Given data:
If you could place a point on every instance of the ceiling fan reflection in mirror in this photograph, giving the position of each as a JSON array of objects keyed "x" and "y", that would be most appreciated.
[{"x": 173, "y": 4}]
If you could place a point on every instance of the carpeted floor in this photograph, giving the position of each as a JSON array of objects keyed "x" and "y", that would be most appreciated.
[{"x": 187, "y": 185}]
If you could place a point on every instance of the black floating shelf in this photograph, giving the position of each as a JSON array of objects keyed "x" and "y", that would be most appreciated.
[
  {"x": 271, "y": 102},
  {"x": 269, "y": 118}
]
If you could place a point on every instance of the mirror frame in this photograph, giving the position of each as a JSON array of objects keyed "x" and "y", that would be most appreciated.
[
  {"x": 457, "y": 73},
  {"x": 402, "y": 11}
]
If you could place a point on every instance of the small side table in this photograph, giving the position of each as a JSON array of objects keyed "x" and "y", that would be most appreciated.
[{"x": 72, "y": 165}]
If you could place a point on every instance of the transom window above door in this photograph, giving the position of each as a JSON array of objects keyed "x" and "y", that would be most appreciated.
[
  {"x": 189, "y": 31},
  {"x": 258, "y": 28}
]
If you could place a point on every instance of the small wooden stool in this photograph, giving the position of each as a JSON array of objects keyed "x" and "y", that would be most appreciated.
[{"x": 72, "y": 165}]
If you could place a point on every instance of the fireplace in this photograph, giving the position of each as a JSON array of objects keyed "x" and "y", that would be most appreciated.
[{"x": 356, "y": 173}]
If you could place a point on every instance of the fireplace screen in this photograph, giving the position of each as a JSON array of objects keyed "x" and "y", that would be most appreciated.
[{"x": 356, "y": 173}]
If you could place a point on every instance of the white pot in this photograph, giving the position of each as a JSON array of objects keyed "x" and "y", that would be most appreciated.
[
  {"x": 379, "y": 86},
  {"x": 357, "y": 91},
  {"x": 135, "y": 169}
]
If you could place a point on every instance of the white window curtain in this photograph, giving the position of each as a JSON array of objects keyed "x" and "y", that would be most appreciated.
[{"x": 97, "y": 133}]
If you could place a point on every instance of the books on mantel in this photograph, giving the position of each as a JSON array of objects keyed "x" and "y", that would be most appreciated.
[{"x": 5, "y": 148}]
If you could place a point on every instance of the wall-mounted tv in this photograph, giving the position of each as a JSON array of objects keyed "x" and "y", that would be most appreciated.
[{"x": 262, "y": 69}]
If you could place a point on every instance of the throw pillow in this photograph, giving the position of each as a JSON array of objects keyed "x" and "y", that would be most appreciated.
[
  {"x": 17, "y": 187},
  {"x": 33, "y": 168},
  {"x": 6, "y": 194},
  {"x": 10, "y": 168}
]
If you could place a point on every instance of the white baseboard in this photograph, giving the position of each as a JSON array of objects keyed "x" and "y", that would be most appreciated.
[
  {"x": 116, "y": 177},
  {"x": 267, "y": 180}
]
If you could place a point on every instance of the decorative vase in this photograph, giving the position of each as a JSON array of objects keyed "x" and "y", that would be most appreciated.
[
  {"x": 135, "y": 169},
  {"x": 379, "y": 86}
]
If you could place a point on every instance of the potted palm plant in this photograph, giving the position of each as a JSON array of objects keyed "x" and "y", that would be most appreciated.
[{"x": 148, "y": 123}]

Exercise details: Copy the data. Make sure every line matches exactly.

Exercise answer:
If you could place a point on every instance of the ceiling fan reflection in mirror in this photograph, giving the position of each as a JSON array of objects keyed "x" and "y", that would be most appreciated.
[{"x": 173, "y": 4}]
If you could place a point on every instance of the carpeted floor in this photograph, giving the position of each as a JSON array of objects keyed "x" and "y", that would be most appreciated.
[{"x": 187, "y": 185}]
If you could place a point on every instance of the black floating shelf in this photograph, giving the position of each as a JSON array of objects keyed "x" and "y", that would be most appreciated.
[
  {"x": 271, "y": 102},
  {"x": 269, "y": 118}
]
If you could place a point on every instance of the mirror frame in this photograph, giving the position of each as a JSON array of objects keyed "x" and "y", that would be most appreciated.
[
  {"x": 457, "y": 73},
  {"x": 402, "y": 11}
]
If you could place a point on every instance of the small side table in this photograph, giving the position of each as a JSON array of objects keyed "x" and "y", that would be most appreciated.
[{"x": 72, "y": 165}]
If you could place a point on every instance of the transom window above door in this photograph, giving the position of each as a JSON array of objects keyed "x" and "y", that would be most appreciated.
[
  {"x": 189, "y": 31},
  {"x": 258, "y": 28}
]
If you could place a point on every instance of the small wooden stool in this photograph, giving the position of each as a JSON array of objects keyed "x" and "y", that would be most appreciated.
[{"x": 72, "y": 165}]
If you could place a point on every instance of the fireplace in this photograph, giving the position of each as a JSON array of objects keyed "x" and "y", that would be most appreciated.
[{"x": 356, "y": 173}]
If you could place a point on every instance of the fireplace screen in this photograph, giving the position of each as a JSON array of objects keyed "x" and "y", that would be most appreciated.
[{"x": 356, "y": 173}]
If you could place a point on every instance of the white pot in this photograph, giving the position of each as a JSON array of objects keyed "x" and "y", that would be most appreciated.
[
  {"x": 379, "y": 86},
  {"x": 357, "y": 91},
  {"x": 135, "y": 169}
]
If you could place a point on every instance of the white window curtain in this photograph, giving the position of each as a JSON array of objects keyed "x" and "y", that would be most appreciated.
[{"x": 97, "y": 133}]
If you could place a point on every instance of the books on mantel in this photograph, giving the position of each as a JSON array of objects keyed "x" and "y", that would be most appreciated.
[{"x": 5, "y": 148}]
If you could place a point on every instance of the wall-mounted tv in this photograph, giving the position of each as a JSON array of objects keyed "x" and "y", that would be most appreciated.
[{"x": 262, "y": 69}]
If you could place a point on every instance of the throw pillow in this photograph, giving the position of each as a JSON array of objects keyed "x" and "y", that would be most appreciated.
[
  {"x": 17, "y": 187},
  {"x": 33, "y": 168},
  {"x": 6, "y": 194},
  {"x": 10, "y": 168}
]
If you could place a point on every instance of the white baseboard in this photograph, giving the position of each as a JSON array of objects keyed "x" and "y", that would be most appreciated.
[
  {"x": 116, "y": 177},
  {"x": 267, "y": 180}
]
If you could place a point on every instance of the decorative vase in this photograph, giving the position of each as a JSON array of objects keyed "x" and "y", that would be most appreciated.
[
  {"x": 135, "y": 169},
  {"x": 379, "y": 86}
]
If you could place a point on every instance of the potted palm plant in this photograph, giving the position of each as a JSON array of objects keyed "x" and "y", that would be most appreciated.
[{"x": 148, "y": 123}]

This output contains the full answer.